## EXTRAIT DU DOCUMENT

- - -

Le plasticien Pascal Convert a écrit un livre et réalisé un film (sur France 2 à 22h45), à partir de 300 heures d’entretien avec Raymond Aubrac. Le parcours qui l’a amené au résistant a été sinueux. Il y évoque la vie riche et engagée de Raymond Aubrac. Mais aussi de tous ceux, femme, amis, combattants de la liberté, qui l’ont entouré.
Dans votre livre, vous expliquez en introduction que c’est votre métier de plasticien qui vous a conduit dans les pas de Joseph Epstein, puis de Lucie Aubrac, et de là à Raymond Aubrac…
Pascal Convert. Je suis artiste plasticien depuis vingt ans. En 2003, on m’a demandé de travailler sur trois images de presse (la mort du petit Mohammed Al-Dura à Netzarim dans la bande de Gaza, par Talal Abou Rahmeh, la madone de Bentalha, d’Hocine Zaourar en Algérie et la veillée funèbre au Kosovo, de Georges Mérillon – NDLR). Je me suis alors intéressé à l’histoire des images. Et donc à l’histoire de leur production, de leur diffusion, et forcément des événements dont elles témoignaient. Et puis, à un moment, il y a eu un basculement, lorsque j’ai réalisé le monument pour les fusillés du mont Valérien : une cloche, avec les noms des fusillés écrits dessus (voir le site www.pascalconvert.fr [1]). Je suis passé de l’histoire des images à l’histoire tout court.

- - -

## MATÉRIEL FOURNI
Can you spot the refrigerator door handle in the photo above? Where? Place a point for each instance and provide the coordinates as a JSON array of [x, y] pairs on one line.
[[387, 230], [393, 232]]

- - -

## CONSIGNES DE L'EXERCICE
**1)** Selon l'extrait de l'entretien avec Pascal Convert, combien d'heures d'entretien avec Raymond Aubrac ont servi de base au livre et au film ?
**2)** Poursuivez l'extrait de l'entretien avec Pascal Convert à la suite de sa dernière phrase.

## LISTE DES RÉPONSES
**1)** 300 heures.

**2)**
Mais qu’est-ce qui détermine le passage à un travail quasi documentaire ?
Pascal Convert. Au mont Valérien, en même temps que le monument, j’ai réalisé un documentaire. Je filmais des gens avec ma petite caméra, pour des témoignages. Robert Badinter m’a conseillé d’en faire un film. C’est lui qui a téléphoné à Pierre-André Boutang, sur Arte, qui s’est débrouillé pour le programmer sur la chaîne Histoire. C’était un film assez modeste, hein ? Mais il a été déprogrammé…
Pour quelle raison ?
Pascal Convert. C’est un conflit mémoriel. Le film disait que la majorité des gens qui avaient été fusillés au mont Valérien étaient soit juifs, soit communistes, soit étrangers… et parfois les trois. Ce qui est vrai, d’ailleurs… C’était la situation au mont Valérien. Une certaine frange, les gaullistes, pour être précis, s’est approprié ce lieu, ce site, et en a fait un emblème. Ils ont vu en moi quelqu’un qui divisait… Ce n’était pas du tout mon propos de diviser la Résistance. Seulement, je regardais les noms, des noms quasiment illisibles sur la cloche, et ces types-là, ils n’étaient pas français, c’est sûr ! La violence de la réaction m’a touché.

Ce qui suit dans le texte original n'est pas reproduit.